-- begin --
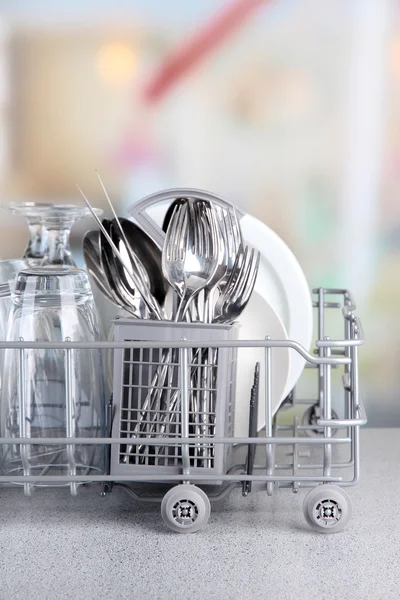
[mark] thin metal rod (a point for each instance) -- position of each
(270, 455)
(23, 418)
(132, 255)
(161, 477)
(327, 414)
(179, 344)
(70, 414)
(184, 381)
(153, 308)
(260, 441)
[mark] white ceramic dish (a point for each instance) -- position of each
(258, 320)
(280, 283)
-- end --
Can you print each of the items above word for word, leaving the pictures out?

Exercise solution:
[mark] thin metal rod (a point for each instance) -- position of each
(270, 455)
(23, 418)
(132, 255)
(161, 477)
(327, 414)
(179, 344)
(70, 414)
(184, 381)
(153, 308)
(260, 441)
[mark] white ceramic dish (a point for each instance) -- position of each
(258, 320)
(280, 283)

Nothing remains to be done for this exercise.